> **Job 1**
Can you gather every line of the entries below that contains the string "backpack", copying each line in full?

By John Goodrich email | bio

You all know about the three academic R’s, of Reading wRiting and aRithmetic. But are you familiar with the three R's of exporting: the FTR, the EAR and the ITARs?

I am a relative newcomer to exporting having jumped into the fray a mere 18 years ago. I came to exporting after becoming a customhouse broker and working in commercial import departments.

“How different could it be?” I reasoned. “Exporting is just the opposite of importing, right? Everything I know about importing should apply to exporting but in reverse.”

Naively my new employer agreed with me and hired me as the import/export manager for a small trading company.

Then reality struck! I was right. Exporting and importing are indeed opposites, polar opposites. To be certain there are some disciplines that cross over between the two including the concepts of classification, INCOTERMS and the reality that vessels can sink regardless of the direction they are sailing.

What I was least prepared for was the complexity of the export regulations. Now, I don’t want to get in a shooting match over which regulations are more onerous or difficult. Let’s agree that both the import and the export regulations are burdensomely complex. Coming from an importing background, however, I was used to there being a primary point of contact for all imports, that being the U.S. Customs Service (now Customs and Border Protection or CBP). This is the case even when one of a myriad of other U.S. government agencies regulates the import supply chain. Customs plays the lead role in enforcing those regulations too.

It was counter-intuitive, therefore, to discover that U.S. exporting is controlled by more than one set of regulations and more than one primary regulator. It seems everyone wants to get their fingers into the pie. With so many cooks in the kitchen it is no wonder exporters can get confused.

It eventually became clear that just as students must go to school to learn the three academic R’s, exporters also need to be schooled in the three R’s of U.S. exporting.

The FTR – The Foreign Trade Regulations
15 CFR §30
Census Bureau - Foreign Trade

The FTR, formerly known as the Foreign Trade Statistics Regulations, are administered by the Foreign Trade Division of the U.S. Census Bureau. The FTR have a dual purpose. They allow for the collection of statistical trade data, and they also provide the tactical information required by the Bureau of Industry and Security (BIS) and CBP to perform their export oversight roles.

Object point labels
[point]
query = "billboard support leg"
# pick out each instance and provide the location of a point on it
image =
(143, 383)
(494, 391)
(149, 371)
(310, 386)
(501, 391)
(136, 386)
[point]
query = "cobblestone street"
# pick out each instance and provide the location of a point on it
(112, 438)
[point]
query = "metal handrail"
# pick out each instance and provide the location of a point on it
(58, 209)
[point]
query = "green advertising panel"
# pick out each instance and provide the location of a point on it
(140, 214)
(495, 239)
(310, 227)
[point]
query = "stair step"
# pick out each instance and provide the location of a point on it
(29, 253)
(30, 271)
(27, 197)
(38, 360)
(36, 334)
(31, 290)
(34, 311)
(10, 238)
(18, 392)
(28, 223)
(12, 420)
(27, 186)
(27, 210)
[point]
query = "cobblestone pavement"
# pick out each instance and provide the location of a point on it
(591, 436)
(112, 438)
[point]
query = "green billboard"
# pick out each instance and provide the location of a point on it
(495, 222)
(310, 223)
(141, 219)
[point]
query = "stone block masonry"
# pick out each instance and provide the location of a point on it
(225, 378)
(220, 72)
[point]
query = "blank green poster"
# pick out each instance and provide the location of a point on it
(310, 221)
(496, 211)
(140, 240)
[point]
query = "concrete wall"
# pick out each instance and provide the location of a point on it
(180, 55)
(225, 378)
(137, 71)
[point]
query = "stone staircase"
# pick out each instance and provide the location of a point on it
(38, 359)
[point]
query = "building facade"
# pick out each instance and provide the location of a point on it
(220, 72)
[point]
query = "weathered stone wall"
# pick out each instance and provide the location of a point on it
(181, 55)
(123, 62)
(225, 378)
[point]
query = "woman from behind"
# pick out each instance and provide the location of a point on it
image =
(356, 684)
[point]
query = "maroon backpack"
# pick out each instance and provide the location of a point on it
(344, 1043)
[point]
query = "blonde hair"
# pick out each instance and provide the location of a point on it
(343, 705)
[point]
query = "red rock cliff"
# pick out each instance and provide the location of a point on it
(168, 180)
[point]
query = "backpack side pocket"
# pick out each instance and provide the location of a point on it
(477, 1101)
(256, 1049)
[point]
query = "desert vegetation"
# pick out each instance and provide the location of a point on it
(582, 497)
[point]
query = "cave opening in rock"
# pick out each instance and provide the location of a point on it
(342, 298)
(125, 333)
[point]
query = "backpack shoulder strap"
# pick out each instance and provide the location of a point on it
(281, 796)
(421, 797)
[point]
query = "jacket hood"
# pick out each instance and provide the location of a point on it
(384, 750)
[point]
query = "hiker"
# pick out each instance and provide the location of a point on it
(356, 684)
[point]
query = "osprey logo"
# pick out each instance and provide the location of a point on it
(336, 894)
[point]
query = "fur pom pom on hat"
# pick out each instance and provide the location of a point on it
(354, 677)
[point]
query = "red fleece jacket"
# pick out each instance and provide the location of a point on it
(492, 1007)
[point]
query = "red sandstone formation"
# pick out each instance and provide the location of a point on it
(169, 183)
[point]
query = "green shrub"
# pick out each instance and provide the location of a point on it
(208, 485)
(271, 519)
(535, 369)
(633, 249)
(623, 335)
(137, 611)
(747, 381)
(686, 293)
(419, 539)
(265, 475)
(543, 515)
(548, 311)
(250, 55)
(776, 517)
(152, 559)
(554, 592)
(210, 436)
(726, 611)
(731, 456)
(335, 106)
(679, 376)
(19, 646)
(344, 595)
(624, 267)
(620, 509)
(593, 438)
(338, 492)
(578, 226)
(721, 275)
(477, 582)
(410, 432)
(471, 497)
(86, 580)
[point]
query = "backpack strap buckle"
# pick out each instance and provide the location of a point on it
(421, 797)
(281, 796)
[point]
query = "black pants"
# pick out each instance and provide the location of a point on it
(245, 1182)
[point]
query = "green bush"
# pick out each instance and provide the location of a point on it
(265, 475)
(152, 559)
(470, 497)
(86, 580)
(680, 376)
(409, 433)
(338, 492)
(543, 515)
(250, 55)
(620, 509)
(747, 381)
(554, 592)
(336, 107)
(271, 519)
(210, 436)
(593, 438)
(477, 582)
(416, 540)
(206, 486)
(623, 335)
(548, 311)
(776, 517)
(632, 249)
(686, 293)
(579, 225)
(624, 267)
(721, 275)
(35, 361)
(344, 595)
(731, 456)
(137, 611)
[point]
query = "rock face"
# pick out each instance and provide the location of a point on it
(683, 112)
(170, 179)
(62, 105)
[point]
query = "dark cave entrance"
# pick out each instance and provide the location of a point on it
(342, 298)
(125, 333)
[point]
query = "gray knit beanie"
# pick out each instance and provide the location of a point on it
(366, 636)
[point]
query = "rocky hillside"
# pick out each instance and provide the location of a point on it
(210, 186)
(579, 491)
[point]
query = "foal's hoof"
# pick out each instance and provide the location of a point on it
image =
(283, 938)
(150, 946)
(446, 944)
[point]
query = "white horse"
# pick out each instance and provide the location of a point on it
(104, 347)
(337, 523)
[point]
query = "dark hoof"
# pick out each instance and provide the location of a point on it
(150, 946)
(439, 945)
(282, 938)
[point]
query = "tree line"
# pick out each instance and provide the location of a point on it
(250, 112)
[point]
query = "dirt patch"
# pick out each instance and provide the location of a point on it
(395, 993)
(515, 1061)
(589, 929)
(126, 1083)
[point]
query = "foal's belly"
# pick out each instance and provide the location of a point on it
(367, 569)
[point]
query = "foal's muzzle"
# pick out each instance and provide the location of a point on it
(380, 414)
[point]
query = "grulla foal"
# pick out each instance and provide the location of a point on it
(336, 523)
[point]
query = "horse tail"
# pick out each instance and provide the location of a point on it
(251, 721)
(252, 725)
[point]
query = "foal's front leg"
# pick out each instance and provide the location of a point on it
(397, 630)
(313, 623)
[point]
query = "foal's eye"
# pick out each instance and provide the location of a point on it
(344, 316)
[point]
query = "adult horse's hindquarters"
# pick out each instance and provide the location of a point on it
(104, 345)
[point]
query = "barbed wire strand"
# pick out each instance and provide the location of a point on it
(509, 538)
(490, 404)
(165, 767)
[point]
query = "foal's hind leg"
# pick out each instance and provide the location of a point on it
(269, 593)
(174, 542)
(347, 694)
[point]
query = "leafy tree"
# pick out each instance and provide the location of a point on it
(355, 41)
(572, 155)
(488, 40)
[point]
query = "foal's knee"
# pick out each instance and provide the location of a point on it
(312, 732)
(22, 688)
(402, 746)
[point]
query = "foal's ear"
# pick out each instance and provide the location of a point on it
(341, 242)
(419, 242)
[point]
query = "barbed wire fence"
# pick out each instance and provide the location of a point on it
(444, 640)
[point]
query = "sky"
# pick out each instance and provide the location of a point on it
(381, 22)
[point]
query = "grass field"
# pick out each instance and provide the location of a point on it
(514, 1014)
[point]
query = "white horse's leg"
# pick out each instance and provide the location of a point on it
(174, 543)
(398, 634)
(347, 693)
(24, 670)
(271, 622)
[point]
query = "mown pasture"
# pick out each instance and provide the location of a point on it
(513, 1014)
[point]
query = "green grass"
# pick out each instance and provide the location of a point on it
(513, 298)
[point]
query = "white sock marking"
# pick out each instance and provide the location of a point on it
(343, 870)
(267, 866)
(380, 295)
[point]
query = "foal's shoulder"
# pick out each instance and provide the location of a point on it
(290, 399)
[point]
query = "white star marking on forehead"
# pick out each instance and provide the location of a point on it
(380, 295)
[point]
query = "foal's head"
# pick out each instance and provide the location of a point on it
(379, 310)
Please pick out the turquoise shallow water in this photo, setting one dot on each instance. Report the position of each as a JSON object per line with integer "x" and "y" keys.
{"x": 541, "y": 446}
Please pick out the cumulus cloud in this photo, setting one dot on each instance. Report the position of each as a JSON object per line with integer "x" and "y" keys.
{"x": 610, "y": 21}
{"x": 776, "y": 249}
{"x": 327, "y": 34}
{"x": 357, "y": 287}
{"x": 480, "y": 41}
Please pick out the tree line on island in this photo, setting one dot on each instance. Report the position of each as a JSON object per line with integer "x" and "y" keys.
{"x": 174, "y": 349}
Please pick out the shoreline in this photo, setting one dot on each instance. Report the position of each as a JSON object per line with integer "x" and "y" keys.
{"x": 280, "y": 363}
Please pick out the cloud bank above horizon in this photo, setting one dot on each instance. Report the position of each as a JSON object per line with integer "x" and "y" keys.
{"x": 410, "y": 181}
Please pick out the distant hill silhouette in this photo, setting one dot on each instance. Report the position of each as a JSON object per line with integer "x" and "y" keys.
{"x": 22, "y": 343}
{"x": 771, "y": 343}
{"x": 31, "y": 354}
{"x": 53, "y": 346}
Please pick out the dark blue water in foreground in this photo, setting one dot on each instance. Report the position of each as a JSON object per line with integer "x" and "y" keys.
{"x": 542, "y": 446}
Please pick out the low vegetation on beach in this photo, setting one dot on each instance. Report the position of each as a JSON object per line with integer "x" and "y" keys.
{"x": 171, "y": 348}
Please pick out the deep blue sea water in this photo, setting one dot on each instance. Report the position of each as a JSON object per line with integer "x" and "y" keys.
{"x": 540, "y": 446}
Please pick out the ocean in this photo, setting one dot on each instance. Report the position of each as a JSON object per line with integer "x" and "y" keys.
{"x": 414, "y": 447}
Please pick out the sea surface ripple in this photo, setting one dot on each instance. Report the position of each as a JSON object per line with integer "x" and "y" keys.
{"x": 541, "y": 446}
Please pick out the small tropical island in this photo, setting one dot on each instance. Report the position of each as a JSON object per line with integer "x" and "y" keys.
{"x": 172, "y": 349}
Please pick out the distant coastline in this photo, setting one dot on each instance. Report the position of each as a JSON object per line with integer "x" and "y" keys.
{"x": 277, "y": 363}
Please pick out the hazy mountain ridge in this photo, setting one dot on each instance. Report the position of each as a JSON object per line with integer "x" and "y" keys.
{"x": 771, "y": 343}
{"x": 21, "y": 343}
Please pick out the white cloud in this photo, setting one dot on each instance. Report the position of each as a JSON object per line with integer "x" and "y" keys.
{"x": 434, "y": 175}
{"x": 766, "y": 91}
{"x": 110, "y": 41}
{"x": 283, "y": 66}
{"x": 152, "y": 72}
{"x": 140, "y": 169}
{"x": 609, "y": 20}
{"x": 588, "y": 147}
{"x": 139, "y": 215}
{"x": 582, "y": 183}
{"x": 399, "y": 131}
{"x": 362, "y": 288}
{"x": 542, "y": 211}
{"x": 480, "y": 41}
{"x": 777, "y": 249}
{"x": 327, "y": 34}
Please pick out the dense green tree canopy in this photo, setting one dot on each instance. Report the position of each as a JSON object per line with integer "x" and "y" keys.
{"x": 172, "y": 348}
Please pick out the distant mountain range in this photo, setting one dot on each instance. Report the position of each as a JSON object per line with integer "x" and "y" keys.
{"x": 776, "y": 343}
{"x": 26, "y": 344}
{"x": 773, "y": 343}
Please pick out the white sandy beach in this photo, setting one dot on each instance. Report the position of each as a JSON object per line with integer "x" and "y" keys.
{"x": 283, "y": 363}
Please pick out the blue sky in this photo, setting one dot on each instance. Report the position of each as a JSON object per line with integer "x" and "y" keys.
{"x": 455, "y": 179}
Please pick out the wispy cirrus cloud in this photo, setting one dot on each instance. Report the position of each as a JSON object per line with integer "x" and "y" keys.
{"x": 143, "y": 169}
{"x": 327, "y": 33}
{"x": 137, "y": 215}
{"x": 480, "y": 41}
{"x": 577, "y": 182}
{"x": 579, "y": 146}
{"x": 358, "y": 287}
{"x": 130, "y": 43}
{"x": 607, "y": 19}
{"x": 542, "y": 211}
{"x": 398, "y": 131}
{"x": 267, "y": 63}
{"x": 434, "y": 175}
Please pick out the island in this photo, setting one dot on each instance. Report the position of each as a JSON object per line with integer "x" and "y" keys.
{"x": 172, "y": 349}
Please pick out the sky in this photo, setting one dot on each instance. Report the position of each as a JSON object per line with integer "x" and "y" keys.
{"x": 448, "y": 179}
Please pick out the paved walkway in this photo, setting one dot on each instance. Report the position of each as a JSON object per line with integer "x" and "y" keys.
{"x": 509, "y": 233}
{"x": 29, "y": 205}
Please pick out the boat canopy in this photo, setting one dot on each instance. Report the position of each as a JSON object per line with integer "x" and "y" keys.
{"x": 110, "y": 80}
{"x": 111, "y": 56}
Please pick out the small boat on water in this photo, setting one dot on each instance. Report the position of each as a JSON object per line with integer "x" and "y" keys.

> **Job 2**
In the excerpt on the three R's of U.S. exporting, which office administers the FTR?

> **Written solution 1**
query = "maroon backpack"
query = "backpack side pocket"
query = "backpack shoulder strap"
query = "backpack strap buckle"

> **Written solution 2**
The Foreign Trade Division of the U.S. Census Bureau.